20. When the luxation is of long standing, it is always attended with more or less difficulty, occasioned by the adhesions of the surrounding soft parts to the articulating surfaces, by the thickening of the capsule, which diminishes the size of its opening, by the rigidity contracted by the whole part, &c. It is, in such cases, useful to employ emollient applications for some time previously to attempting the reduction, in order to produce such a relaxation, and diminution of the congestion, as may favour the efforts of the surgeon.
21. The first patient whom Desault visited at the Hotel-Dieu in quality of surgeon in chief, had a luxation forward, of more than two months standing, in which the use of these means facilitated the reduction: but they are sometimes insufficient, and then the radius remains immoveable, and the forearm performs its motions but partially.
22. It would seem as if nature, always industrious to provide, amid the disorders of our organs, some resources for the exercise of their functions, has been desirous of preventing here, the inconvenience attendant on a failure of reduction, by rendering luxations backward much more difficult than those forward. Indeed if the fore-arm be kept constantly in a state of supination, it will be much less useful, than if it were always in a state of pronation, the situation in which most of the motions necessary to our existence are performed.
§ VI.
OF THE SUBSEQUENT TREATMENT.
23. When the reduction is finished, the articulating surfaces have sometimes a great tendency to be displaced, by the different movements of the fore-arm, a tendency of which we may easily form an idea, if we observe, that in a state of pronation, the head of the ulna presses against the back part of the strained capsule, and consequently against its opening, when the luxation has been forward: a contrary state of things occurs in a luxation backward. Whence it is always prudent to avoid, for some time, the motions of pronation and supination, according to the direction of the displacement.
24. Should the tendency to displacement be very great, it will be necessary to adopt the simple method pointed out in a case already published by Desault.
Case I. The case was a luxation forward, which was easily reduced. But the easier the reduction, the more difficult was it to retain the replaced parts. This was at length accomplished, by fixing the fore-arm in a state of supination, and applying one thick compress behind the ulna, while the radius was pushed backward by another compress, placed on its anterior part, both secured by a common roller. This apparatus was continued for the space of a month, after which the reduced bones remained in their natural situation. The patient began, at first, to perform gentle motions of the wrist, avoiding those of pronation, on which he afterwards ventured by degrees, and with great caution.

■ Provided records ■
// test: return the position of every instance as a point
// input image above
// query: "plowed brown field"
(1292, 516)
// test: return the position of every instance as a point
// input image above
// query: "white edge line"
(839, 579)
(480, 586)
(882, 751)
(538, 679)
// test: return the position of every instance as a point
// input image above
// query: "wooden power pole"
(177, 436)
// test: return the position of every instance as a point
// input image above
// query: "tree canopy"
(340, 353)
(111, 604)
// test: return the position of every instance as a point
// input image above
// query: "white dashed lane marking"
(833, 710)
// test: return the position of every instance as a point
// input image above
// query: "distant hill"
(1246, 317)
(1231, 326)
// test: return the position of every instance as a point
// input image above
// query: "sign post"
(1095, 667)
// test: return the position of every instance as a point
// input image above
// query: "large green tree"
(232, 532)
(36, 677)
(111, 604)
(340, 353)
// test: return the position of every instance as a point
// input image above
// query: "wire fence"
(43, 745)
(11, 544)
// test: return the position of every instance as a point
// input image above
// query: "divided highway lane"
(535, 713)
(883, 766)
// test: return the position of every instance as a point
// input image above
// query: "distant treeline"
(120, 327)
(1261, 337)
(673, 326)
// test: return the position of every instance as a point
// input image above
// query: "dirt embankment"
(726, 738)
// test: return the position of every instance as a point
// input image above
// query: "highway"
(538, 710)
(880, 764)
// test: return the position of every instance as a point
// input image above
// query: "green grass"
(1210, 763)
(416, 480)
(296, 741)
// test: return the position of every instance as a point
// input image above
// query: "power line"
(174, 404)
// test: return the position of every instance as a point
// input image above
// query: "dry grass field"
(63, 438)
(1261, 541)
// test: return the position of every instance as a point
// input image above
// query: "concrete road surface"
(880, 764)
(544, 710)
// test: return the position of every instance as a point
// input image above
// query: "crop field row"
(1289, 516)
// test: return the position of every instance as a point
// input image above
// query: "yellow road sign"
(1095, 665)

■ Questions to answer ■
• A. Write out the passage on forearm luxations from "OF THE SUBSEQUENT" up to and including "of the displacement.".
• B. Answer these questions from the passage on forearm luxations:
(i) How long had the luxation of Desault's first patient at the Hotel-Dieu been standing?
(ii) What kind of applications should be used before attempting to reduce a long-standing luxation?
(iii) For how long was the apparatus in Case I kept on?
The rows have no role in this exercise.

■ Answers in order ■
• A.
OF THE SUBSEQUENT TREATMENT.
23. When the reduction is finished, the articulating surfaces have sometimes a great tendency to be displaced, by the different movements of the fore-arm, a tendency of which we may easily form an idea, if we observe, that in a state of pronation, the head of the ulna presses against the back part of the strained capsule, and consequently against its opening, when the luxation has been forward: a contrary state of things occurs in a luxation backward. Whence it is always prudent to avoid, for some time, the motions of pronation and supination, according to the direction of the displacement.

• B.
(i) More than two months.
(ii) Emollient applications.
(iii) For the space of a month.